Copy the lines of the items below word for word, starting at the line that contains "of the cathedral" and ending at the final line of the items.
## begin
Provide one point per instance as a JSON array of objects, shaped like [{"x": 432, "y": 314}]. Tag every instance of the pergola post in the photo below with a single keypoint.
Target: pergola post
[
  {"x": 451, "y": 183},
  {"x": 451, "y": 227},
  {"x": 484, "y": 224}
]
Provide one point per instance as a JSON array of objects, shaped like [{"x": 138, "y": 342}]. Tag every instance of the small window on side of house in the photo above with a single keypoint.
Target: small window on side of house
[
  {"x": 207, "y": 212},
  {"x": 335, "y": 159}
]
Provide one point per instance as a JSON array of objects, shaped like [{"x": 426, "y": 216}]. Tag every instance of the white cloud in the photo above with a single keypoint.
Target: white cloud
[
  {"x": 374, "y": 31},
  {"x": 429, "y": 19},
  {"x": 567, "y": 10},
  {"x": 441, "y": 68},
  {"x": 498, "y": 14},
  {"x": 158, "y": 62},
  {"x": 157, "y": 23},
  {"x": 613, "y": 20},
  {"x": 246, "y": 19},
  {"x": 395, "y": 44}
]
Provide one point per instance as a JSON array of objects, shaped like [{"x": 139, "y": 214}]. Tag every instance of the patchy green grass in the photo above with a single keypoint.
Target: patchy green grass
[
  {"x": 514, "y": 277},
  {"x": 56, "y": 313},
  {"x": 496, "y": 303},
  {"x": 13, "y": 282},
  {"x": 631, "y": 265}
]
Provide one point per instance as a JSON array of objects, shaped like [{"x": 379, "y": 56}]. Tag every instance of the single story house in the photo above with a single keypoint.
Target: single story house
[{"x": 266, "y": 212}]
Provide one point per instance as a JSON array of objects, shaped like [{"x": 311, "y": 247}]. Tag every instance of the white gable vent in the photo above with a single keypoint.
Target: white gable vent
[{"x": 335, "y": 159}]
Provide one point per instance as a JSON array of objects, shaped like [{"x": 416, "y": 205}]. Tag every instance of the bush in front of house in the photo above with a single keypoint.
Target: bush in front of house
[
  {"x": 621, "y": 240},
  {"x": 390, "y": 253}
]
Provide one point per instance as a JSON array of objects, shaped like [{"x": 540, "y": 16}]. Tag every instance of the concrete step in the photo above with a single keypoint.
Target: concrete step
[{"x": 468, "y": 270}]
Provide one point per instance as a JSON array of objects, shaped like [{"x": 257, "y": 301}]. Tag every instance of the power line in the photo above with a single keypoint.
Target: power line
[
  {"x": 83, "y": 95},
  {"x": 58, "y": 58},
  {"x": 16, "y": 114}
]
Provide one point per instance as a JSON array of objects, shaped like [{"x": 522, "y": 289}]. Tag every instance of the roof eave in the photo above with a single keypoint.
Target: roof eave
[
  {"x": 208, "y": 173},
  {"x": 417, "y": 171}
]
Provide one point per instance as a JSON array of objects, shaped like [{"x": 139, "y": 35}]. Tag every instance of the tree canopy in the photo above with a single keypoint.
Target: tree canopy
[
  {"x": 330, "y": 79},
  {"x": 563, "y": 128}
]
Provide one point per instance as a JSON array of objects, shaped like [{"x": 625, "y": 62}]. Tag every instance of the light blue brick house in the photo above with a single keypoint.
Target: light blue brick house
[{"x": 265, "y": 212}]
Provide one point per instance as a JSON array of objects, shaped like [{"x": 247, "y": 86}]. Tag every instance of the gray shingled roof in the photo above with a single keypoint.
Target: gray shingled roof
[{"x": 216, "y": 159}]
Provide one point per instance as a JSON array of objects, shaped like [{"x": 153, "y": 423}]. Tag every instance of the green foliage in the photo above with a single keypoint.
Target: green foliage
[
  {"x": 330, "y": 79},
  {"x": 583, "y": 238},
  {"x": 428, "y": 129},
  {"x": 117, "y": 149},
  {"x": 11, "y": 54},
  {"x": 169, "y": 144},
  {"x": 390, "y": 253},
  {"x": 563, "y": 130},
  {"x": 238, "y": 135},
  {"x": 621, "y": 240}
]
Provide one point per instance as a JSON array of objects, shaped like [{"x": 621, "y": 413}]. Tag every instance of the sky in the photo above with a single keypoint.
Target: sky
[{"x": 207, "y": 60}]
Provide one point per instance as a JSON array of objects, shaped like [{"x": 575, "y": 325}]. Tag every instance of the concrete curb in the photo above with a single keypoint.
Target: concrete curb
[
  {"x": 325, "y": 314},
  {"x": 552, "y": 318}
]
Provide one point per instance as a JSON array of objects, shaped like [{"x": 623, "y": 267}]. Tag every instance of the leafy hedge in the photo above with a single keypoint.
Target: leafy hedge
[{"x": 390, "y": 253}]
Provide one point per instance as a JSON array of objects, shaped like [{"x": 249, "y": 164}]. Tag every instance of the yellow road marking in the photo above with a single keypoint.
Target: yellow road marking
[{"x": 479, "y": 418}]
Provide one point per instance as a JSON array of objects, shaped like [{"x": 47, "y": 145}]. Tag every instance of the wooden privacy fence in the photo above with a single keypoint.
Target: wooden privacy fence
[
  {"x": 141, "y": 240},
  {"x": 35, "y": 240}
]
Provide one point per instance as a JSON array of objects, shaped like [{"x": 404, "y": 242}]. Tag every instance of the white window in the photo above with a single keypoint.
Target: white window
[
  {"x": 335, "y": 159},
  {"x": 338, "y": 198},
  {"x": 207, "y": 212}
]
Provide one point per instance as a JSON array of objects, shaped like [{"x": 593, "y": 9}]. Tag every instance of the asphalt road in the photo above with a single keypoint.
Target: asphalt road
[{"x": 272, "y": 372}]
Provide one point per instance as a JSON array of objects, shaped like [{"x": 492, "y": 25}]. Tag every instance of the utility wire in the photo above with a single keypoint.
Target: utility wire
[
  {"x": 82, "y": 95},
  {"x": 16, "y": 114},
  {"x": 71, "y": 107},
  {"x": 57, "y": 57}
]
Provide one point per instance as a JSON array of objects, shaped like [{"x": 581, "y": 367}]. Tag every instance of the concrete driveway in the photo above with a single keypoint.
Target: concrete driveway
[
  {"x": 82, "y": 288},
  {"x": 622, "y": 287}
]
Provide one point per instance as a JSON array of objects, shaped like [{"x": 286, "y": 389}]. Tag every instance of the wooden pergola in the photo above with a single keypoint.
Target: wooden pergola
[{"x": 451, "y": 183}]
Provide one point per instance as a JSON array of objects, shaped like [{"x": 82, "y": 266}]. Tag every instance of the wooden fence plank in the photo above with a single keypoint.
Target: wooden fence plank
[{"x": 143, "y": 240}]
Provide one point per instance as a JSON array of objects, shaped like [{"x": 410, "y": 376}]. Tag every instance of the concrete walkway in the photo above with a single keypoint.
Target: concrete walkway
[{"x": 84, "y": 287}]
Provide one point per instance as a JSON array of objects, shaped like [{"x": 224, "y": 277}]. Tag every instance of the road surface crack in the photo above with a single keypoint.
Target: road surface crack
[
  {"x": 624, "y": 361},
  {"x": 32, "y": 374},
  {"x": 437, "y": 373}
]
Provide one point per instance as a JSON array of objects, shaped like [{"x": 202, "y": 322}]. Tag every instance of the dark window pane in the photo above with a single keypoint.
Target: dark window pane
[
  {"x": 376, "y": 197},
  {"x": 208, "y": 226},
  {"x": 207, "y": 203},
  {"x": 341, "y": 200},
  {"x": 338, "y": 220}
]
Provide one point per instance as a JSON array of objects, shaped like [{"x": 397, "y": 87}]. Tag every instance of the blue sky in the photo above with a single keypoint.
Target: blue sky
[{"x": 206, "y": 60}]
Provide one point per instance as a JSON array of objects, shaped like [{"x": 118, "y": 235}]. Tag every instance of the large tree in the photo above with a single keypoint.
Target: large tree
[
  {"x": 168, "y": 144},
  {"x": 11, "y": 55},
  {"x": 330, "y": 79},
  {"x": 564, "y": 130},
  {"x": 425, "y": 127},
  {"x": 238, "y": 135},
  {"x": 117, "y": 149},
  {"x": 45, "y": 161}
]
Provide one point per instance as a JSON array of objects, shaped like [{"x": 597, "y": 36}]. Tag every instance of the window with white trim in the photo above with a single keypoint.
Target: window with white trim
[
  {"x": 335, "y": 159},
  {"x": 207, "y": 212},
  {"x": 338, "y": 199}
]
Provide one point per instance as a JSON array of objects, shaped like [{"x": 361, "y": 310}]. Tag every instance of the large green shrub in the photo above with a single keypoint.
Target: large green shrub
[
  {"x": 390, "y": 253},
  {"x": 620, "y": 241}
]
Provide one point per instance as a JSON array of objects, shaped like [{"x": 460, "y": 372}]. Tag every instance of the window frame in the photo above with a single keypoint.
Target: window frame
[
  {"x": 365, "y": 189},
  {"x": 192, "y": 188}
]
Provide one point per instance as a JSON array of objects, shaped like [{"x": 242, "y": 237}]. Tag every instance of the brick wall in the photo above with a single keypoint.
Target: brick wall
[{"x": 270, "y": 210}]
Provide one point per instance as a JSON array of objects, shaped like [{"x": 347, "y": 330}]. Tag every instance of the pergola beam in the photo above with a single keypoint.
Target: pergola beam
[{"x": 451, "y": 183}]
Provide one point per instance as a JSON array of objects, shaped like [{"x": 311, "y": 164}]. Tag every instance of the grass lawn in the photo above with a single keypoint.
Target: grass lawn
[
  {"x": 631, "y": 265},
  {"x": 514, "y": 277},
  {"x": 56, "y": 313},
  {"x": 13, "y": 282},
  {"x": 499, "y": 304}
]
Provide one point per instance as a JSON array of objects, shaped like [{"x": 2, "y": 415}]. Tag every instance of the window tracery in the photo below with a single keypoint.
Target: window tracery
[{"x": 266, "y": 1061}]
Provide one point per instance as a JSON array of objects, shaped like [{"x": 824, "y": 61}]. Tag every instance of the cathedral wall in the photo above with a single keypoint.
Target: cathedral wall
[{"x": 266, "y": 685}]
## end
### Worked solution
Provide one point per instance as a JSON array of objects, shaped like [{"x": 824, "y": 61}]. Tag every instance of the cathedral wall in the photo above with a single keypoint.
Target: cathedral wall
[{"x": 266, "y": 685}]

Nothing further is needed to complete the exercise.